#### [Selected excerpt]
········
The Norfolk-Hampton Roads area caught the smoke from the Dismal Swamp wildfire today, the weather service said.
It issued a dense smoke advisory for Hampton Roads today with the smoke expected to increase in density in Norfolk this evening. People with respiratory ailments were advised to stay indoors as the DEQ's air-quality alert also applied to the Hampton Roads area.
The wildfire in the Dismal Swamp Wildlife Refuge, about 12 miles south of Suffolk, is burning in logging debris and in fallen white cedars toppled by Hurricane Isabel in 2003. It was started Monday afternoon when logging equipment caught on fire.
By this afternoon, the Dismal Swamp fire had burned an estimated 1,575 acres, said Catherine Hibbard of the U.S. Fish and Wildlife Service.
Hibbard said 245 firefighters from Fish and Wildlife, the U.S. Forest Service, the Virginia Department of Forestry, the Bureau of Indian Affairs, the Nature Conservancy and the state of North Carolina are fighting the fire. The battle is being waged from the ground and with bucket-equipped helicopters, which were dipping water from the refuge's Lake Drummond to dump on the blaze.
········
#### [Given material]
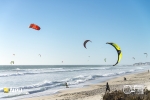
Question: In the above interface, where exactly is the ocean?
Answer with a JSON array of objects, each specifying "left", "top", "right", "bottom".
········
#### [Exercise tasks]
1. In the Dismal Swamp wildfire report, write out the stretch from "The Norfolk-Hampton Roads" through "Hampton Roads area." again, swapping "smoke" for "haze".
2. Carry the Dismal Swamp wildfire report forward from its last sentence with the next part.

#### [Responses]
1.
The Norfolk-Hampton Roads area caught the haze from the Dismal Swamp wildfire today, the weather service said.
It issued a dense haze advisory for Hampton Roads today with the haze expected to increase in density in Norfolk this evening. People with respiratory ailments were advised to stay indoors as the DEQ's air-quality alert also applied to the Hampton Roads area.

2.
Firefighters experienced a setback yesterday, when the fire jumped a line on the fire's east flank, Hibbard said. It also broke out to the north but was stopped by the helicopters. By this afternoon, the fire was still only 20 percent contained.
Parts of the wildlife refuge have been closed to the public because of the fire.
The prime concern, Hibbard said, is the southeastern part of the park, where the fire threatens North Carolina's Dismal Swamp State Park. That area has not burned in a long while and there is fear that if fire gets into it could move swiftly, she said.
The annoying and unhealthy smoke aside, the Dismal Swamp fire does have a positive side.
Wildfires have been fought in modern times because of the problems smoke causes for the refuge's neighbors, and keeping fire out has altered the refuge's ecology. Fires were once part of the ecological development of the swamp, Hibbard said.